Tugas tertulis A: Sebutkan semua nama tempat dan nama bangsa yang muncul dalam teks tentang media Islam.
Tugas tertulis B: Tolong lanjutkan teks tentang media Islam mulai dari kalimat sesudah kalimat terakhirnya.

Teks yang diberikan:
###

Oleh: Roni Tabroni
(Dosen Prodi Ilmu Komunikasi USB YPKP, Pengurus Majelis Pustaka dan Informasi PP Muhammadiyah)
Memiliki sejarah panjang, media Islam begitu penting dalam percaturan pers tanah air. Tercatat, sejak Al Munir lahir pada tahun 1911 di Padang Panjang, media Islam kemudian tumbuh menyapa masyarakat dengan bentuk dan konten yang khas.
Di tengah tumbuhnya media massa yang diterbitkan bangsa Belanda dan China, media Islam lahir dari rahim putra pribumi dengan semangat anti penjajahan. Menjadi penting, mengingat media Islam memiliki misi yang berbeda dalam membangun dunia informasi di tanah air.

###

Catatan titik berlabel:
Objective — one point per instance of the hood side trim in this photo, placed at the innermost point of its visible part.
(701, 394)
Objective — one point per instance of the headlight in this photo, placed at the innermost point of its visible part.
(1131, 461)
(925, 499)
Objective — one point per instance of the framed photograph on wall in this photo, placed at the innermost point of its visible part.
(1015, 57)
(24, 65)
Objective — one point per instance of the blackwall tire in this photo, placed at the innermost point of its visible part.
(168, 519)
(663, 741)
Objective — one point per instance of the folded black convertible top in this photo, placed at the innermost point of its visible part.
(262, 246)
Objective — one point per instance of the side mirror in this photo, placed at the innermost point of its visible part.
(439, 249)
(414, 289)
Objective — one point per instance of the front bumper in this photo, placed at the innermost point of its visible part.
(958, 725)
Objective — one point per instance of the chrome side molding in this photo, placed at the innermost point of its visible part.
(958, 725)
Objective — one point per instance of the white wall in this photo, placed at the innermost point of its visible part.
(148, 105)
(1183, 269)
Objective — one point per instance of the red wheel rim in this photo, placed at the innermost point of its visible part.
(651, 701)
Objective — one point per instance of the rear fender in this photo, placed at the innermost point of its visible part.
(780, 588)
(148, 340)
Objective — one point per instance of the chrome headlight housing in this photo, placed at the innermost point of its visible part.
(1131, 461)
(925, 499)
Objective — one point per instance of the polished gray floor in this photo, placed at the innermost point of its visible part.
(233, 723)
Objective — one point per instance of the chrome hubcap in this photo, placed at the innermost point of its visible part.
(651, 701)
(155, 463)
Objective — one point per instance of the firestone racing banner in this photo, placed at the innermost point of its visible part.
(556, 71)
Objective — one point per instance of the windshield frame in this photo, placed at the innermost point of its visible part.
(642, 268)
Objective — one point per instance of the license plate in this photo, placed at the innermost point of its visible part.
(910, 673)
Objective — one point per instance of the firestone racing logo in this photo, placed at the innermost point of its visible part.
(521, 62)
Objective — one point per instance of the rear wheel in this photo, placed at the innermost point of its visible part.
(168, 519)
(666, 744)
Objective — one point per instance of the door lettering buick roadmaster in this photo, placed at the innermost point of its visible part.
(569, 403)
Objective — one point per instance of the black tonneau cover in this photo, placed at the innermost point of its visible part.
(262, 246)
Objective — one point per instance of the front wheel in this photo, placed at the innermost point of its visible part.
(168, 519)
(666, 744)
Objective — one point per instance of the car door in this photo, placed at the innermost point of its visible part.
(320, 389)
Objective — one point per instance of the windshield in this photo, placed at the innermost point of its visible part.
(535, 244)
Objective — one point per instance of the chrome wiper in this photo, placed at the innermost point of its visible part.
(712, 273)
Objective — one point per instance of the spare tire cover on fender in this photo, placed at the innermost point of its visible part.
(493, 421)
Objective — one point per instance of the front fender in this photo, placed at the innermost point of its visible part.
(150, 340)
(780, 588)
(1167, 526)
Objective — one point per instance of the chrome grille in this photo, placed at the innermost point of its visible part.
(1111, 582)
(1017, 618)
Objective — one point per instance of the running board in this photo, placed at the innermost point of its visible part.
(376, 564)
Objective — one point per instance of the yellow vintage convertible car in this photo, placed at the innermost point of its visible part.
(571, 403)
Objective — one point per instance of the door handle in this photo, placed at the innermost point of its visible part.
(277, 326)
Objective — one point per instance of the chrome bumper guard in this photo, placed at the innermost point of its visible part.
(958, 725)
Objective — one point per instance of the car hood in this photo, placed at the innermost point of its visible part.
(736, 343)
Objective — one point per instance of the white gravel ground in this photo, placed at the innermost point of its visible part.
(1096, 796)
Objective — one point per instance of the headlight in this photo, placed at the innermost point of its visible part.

###

Jawaban A: Padang Panjang, Belanda, China

Jawaban B:
Karena kekhassannya, media Islam dalam bentuk cetak pada umumnya tidak bisa disamakan dengan media lain dalam berbagai hal. Kita bisa melihat beberapa perbedaan itu setidaknya pada sisi konten, manajemen, kepemilikan, SDM, hingga konsumennya. Kecuali Republika, media Islam memang dikemas dalam suasana yang berbeda dengan media umum, sehingga tidak bisa mengukur kebesaran media Islam dengan menggunakan kacamata media pada umumnya.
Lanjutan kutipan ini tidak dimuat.